**IL COMPITO**
Converti tutte le righe seguenti in un elenco JSON di stringhe, una stringa per riga, tralasciando le righe vuote. Escludi le immagini dalla risposta.

◆ ◆ ◆

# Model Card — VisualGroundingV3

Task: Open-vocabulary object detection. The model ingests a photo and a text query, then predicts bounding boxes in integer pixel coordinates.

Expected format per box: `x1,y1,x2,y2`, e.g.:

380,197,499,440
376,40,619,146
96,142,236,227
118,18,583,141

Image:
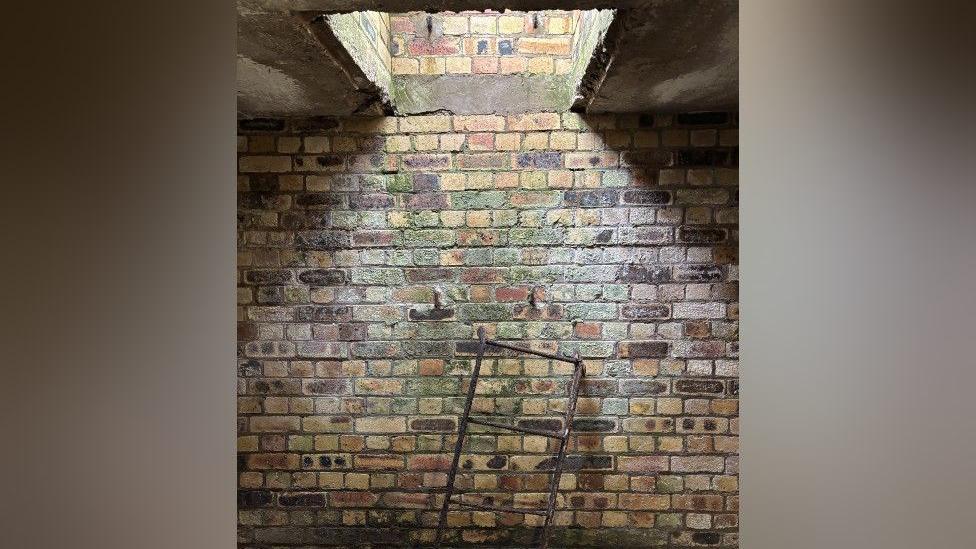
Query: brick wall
391,11,582,74
238,113,738,547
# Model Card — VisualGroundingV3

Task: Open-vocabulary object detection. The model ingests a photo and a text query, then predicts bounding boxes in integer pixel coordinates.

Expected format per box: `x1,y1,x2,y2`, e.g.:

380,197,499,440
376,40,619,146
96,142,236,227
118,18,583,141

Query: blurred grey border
739,0,976,549
0,0,976,549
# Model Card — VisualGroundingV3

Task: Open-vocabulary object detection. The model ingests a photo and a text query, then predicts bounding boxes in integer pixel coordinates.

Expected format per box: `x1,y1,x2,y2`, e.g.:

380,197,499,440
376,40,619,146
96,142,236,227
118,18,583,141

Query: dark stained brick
278,492,325,507
298,269,346,286
237,490,273,508
620,379,668,396
620,305,671,320
573,418,617,433
563,189,619,208
409,309,454,320
617,265,671,284
620,341,669,358
674,379,725,395
623,189,671,206
675,112,730,126
678,226,728,244
410,418,455,433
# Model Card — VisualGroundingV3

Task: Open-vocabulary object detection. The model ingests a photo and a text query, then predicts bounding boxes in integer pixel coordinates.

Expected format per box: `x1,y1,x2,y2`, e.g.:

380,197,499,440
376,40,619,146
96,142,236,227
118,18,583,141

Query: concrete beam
238,0,738,116
238,0,648,13
574,0,739,112
237,6,390,117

◆ ◆ ◆

**SOLUZIONE**
[
  "# Model Card — VisualGroundingV3",
  "Task: Open-vocabulary object detection. The model ingests a photo and a text query, then predicts bounding boxes in integer pixel coordinates.",
  "Expected format per box: `x1,y1,x2,y2`, e.g.:",
  "380,197,499,440",
  "376,40,619,146",
  "96,142,236,227",
  "118,18,583,141",
  "Image:",
  "Query: brick wall",
  "391,11,582,74",
  "238,113,738,547",
  "# Model Card — VisualGroundingV3",
  "Task: Open-vocabulary object detection. The model ingests a photo and a text query, then predicts bounding boxes in integer pixel coordinates.",
  "Expected format per box: `x1,y1,x2,y2`, e.g.:",
  "380,197,499,440",
  "376,40,619,146",
  "96,142,236,227",
  "118,18,583,141",
  "Query: blurred grey border",
  "739,0,976,549",
  "0,0,976,549",
  "# Model Card — VisualGroundingV3",
  "Task: Open-vocabulary object detection. The model ingests a photo and a text query, then predicts bounding boxes in integer pixel coordinates.",
  "Expected format per box: `x1,y1,x2,y2`, e.g.:",
  "380,197,499,440",
  "376,40,619,146",
  "96,142,236,227",
  "118,18,583,141",
  "Query: dark stained brick",
  "278,492,325,507",
  "298,269,346,286",
  "237,490,273,508",
  "620,379,668,396",
  "620,305,671,320",
  "573,418,617,433",
  "563,189,619,208",
  "409,309,454,320",
  "617,265,671,284",
  "620,341,669,358",
  "674,379,725,395",
  "623,189,671,206",
  "675,112,730,126",
  "678,226,728,244",
  "410,418,455,433",
  "# Model Card — VisualGroundingV3",
  "Task: Open-vocabulary object detection. The model ingests a photo and a text query, then predicts bounding boxes in integer pixel coordinates.",
  "Expected format per box: `x1,y1,x2,y2`, e.g.:",
  "380,197,499,440",
  "376,40,619,146",
  "96,142,236,227",
  "118,18,583,141",
  "Query: concrete beam",
  "238,0,738,116",
  "238,0,648,13",
  "574,0,739,112",
  "237,6,390,117"
]